Copy every line of the data that contains the string "tree".
________
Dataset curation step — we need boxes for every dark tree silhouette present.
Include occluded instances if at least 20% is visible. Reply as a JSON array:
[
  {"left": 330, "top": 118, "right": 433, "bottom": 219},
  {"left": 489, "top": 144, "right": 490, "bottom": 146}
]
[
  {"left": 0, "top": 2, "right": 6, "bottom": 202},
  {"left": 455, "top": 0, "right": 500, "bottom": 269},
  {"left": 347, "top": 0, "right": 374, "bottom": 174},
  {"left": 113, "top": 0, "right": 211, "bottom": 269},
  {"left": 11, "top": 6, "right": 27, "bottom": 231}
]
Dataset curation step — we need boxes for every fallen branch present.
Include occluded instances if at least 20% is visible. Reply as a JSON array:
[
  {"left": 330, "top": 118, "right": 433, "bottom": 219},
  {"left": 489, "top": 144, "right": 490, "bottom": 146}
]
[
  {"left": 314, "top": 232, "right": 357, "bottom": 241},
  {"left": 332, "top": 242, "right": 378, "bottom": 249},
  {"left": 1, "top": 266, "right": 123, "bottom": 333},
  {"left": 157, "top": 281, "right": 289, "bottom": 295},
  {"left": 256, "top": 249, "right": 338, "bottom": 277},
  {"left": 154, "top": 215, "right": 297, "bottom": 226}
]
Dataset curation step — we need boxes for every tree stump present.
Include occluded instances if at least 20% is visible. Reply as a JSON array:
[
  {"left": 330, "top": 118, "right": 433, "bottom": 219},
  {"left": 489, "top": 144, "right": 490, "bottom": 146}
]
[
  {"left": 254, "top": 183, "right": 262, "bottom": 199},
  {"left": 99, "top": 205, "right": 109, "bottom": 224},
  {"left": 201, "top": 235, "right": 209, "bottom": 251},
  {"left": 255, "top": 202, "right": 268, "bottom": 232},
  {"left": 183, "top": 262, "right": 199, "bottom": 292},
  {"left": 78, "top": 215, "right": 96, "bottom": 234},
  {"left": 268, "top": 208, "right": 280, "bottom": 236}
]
________
(SOLUTION TO THIS PROBLEM)
Dataset curation step — we need boxes for every dark tree silhouette present.
Dataset curation step — we need boxes for every tree stump present.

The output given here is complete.